Приведённый отрывок:
Очевидно, мне необходимо было поговорить с этим мэтром науки. И удалось найти его в Оксфордском университете. С непритязательной щедростью этот нобелевский лауреат несколько раз разговаривал со мной, скромным аспирантом, по трансатлантическому кабелю. Я рассказал о первом сеансе с Нэнси и другими клиентами и о своих предположениях относительно связи ее реакций с «оцепенением животных». Он был взволнован возможностью, что реакции неподвижности, наблюдаемые у животных, могут играть важную роль и у людей в условиях неизбежной угрозы и экстремального стресса, и поощрял меня продолжать исследования[11]. Иногда я задаюсь вопросом, смог бы продолжать без его поддержки, а также без поддержки Ганса Селье (первого исследователя стресса) и Раймонда Дарта (антрополога, открывшего австралопитека).
В памятном телефонном разговоре Тинберген попенял мне своим голосом доброго дедушки: «Питер, в конце концов, мы лишь кучка животных!» Однако, согласно недавним опросам общественного мнения, лишь половина западного мира (и еще меньше в Соединенных Штатах), похоже, верят в эволюцию и, следовательно, в нашу тесную связь с другими млекопитающими. Тем не менее, учитывая очевидные закономерности в анатомии, физиологии, поведении и эмоциях, а также поскольку у нас с другими млекопитающими одни и те же участки мозга отвечают за выживание, разумно предположить: мы можем разделять с ними и общие реакции на угрозу. Следовательно, было бы полезно узнать, как животные (особенно млекопитающие и приматы более высокого уровня) реагируют на опасность, а затем понаблюдать, как они успокаиваются, восстанавливаются и возвращаются к равновесию после того, как угроза миновала. К сожалению, многие практически потеряли эту врожденную способность к стрессоустойчивости и самоисцелению. И это, как мы увидим далее, делает нас уязвимыми перед потрясениями и травмой.

Что сделать:
**A)** Кем в отрывке назван Раймонд Дарт?
**B)** Выведите без изменений фрагмент отрывка, который начинается со слов «Очевидно, мне необходимо» и заканчивается словами «(антрополога, открывшего австралопитека).».

Исходные данные:
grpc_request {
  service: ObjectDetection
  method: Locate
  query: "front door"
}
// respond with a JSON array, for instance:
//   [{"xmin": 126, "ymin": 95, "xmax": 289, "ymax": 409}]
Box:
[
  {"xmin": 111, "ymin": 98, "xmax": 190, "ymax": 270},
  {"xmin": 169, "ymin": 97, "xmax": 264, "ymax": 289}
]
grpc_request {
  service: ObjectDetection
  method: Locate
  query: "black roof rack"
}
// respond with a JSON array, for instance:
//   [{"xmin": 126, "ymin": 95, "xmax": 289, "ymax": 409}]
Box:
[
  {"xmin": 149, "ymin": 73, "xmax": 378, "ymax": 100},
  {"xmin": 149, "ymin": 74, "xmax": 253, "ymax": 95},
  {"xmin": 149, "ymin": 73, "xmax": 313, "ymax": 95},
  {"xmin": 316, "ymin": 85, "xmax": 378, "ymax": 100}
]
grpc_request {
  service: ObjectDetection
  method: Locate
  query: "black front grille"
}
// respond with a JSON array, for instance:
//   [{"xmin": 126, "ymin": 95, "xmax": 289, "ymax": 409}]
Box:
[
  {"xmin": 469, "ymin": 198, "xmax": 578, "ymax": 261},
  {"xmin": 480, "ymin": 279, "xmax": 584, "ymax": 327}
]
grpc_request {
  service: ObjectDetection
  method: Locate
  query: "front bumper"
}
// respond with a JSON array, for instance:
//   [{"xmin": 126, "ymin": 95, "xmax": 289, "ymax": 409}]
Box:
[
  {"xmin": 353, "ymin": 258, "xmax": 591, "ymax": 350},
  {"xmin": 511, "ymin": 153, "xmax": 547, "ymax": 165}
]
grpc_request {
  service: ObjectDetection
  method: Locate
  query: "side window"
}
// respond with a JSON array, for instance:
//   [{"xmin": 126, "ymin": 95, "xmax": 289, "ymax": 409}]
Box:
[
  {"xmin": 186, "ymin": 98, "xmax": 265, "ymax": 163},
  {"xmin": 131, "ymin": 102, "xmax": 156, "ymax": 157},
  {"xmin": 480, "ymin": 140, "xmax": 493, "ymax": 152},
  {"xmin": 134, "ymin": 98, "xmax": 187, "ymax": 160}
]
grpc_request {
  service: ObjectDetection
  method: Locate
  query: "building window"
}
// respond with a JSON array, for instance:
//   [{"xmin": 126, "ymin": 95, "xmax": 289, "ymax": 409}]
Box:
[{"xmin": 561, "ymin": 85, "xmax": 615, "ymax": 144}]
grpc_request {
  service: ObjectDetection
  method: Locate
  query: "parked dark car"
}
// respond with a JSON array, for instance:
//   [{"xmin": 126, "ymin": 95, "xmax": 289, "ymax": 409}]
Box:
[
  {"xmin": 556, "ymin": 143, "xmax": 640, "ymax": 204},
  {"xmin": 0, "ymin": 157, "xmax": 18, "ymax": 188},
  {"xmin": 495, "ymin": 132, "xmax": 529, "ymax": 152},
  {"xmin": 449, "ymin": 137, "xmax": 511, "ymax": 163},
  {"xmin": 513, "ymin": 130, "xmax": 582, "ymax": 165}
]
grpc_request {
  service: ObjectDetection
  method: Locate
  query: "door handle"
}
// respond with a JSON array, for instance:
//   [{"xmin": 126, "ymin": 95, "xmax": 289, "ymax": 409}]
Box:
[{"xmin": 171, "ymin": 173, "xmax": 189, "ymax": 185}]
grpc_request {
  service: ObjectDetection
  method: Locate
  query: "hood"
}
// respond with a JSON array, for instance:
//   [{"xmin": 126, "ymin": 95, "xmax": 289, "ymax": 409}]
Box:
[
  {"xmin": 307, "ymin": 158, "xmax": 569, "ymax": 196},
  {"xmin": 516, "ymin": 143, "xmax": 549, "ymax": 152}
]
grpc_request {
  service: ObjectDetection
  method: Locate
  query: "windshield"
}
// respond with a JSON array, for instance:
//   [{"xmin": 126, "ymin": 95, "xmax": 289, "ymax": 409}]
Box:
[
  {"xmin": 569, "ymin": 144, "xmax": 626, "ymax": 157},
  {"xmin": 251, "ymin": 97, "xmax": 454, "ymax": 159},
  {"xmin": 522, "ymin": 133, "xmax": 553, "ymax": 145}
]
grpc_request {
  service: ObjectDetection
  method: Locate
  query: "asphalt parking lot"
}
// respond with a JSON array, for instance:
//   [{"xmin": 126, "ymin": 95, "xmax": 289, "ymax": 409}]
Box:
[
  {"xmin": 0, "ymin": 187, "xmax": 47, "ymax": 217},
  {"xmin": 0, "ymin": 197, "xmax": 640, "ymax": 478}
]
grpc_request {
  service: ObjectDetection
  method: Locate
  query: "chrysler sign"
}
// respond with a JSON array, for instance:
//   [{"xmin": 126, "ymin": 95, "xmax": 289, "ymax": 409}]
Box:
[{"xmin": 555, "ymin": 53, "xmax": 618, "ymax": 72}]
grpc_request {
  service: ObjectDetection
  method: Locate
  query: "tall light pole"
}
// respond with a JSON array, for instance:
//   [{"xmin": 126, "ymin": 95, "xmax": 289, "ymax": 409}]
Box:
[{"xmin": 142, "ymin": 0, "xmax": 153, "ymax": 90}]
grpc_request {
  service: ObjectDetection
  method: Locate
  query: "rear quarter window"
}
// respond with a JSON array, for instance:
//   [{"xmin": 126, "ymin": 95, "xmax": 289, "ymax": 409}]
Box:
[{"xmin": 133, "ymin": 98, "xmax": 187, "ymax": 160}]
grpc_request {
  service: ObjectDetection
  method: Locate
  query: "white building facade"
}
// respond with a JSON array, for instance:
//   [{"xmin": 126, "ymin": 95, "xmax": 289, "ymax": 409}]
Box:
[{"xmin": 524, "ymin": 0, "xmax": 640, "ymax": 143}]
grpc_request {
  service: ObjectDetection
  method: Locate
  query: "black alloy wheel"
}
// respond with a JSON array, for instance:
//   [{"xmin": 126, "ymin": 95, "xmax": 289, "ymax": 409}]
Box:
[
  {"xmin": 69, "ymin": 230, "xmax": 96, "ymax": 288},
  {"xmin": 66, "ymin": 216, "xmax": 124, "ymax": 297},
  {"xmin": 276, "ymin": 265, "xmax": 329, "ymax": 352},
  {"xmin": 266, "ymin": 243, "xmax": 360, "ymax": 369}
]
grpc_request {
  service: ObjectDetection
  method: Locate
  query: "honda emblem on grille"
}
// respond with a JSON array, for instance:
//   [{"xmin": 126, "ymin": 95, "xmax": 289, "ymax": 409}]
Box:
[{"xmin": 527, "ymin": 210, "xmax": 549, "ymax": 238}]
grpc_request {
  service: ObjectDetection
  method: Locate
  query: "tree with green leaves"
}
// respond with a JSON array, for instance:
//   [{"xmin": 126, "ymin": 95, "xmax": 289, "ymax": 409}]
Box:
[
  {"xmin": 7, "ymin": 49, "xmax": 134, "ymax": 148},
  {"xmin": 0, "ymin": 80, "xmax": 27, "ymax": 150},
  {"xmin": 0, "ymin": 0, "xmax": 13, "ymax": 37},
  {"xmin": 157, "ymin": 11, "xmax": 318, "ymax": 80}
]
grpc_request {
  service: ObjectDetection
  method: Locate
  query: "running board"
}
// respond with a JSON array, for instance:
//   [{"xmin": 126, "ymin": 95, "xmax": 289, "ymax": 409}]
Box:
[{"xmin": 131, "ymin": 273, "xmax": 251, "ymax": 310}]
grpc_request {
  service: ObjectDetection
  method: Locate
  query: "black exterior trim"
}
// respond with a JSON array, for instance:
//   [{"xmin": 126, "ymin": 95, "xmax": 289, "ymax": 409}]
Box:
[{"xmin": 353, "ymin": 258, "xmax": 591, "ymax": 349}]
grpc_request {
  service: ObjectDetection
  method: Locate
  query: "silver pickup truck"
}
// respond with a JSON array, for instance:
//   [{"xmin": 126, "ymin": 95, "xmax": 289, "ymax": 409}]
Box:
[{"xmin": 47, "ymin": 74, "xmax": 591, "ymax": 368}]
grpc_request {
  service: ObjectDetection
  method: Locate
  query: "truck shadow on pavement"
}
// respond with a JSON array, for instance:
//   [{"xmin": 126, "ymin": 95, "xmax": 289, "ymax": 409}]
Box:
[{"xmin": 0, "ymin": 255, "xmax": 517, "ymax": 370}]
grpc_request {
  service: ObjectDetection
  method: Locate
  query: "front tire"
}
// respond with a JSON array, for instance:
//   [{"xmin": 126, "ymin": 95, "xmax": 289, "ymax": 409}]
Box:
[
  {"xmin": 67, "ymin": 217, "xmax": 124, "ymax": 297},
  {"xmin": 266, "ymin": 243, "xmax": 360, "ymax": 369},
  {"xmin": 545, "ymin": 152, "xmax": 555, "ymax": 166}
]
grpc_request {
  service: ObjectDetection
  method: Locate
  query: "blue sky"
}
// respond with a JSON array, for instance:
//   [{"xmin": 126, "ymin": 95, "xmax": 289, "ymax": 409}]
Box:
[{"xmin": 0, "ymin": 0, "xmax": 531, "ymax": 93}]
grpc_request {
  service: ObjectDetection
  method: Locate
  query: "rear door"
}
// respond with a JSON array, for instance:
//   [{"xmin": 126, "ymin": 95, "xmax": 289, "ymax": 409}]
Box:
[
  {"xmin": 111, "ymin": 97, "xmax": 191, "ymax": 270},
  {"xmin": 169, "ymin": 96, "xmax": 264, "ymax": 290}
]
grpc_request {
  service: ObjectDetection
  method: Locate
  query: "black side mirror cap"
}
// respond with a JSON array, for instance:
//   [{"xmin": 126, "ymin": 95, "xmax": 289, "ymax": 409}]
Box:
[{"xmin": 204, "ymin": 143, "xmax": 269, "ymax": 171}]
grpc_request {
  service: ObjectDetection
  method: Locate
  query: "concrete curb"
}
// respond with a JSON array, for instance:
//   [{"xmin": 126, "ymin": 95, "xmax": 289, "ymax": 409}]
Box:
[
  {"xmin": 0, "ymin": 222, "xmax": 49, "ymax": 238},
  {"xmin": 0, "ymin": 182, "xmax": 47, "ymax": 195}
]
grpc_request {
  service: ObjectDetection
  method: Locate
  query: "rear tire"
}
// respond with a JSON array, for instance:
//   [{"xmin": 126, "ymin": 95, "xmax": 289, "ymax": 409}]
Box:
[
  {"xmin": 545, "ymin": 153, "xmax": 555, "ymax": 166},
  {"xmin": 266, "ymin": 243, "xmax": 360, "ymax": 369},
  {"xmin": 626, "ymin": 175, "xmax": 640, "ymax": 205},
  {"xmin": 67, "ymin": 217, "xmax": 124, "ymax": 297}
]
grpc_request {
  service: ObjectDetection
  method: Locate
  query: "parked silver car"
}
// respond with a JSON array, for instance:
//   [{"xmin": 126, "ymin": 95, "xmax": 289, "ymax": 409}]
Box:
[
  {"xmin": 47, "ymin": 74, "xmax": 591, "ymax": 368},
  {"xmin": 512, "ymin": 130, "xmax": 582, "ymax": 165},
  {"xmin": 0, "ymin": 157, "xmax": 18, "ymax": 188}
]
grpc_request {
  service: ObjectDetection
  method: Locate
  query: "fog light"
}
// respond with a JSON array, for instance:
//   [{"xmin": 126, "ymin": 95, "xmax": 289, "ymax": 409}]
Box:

Ответы к заданиям:
**A)** Антропологом, открывшим австралопитека.

**B)**
Очевидно, мне необходимо было поговорить с этим мэтром науки. И удалось найти его в Оксфордском университете. С непритязательной щедростью этот нобелевский лауреат несколько раз разговаривал со мной, скромным аспирантом, по трансатлантическому кабелю. Я рассказал о первом сеансе с Нэнси и другими клиентами и о своих предположениях относительно связи ее реакций с «оцепенением животных». Он был взволнован возможностью, что реакции неподвижности, наблюдаемые у животных, могут играть важную роль и у людей в условиях неизбежной угрозы и экстремального стресса, и поощрял меня продолжать исследования[11]. Иногда я задаюсь вопросом, смог бы продолжать без его поддержки, а также без поддержки Ганса Селье (первого исследователя стресса) и Раймонда Дарта (антрополога, открывшего австралопитека).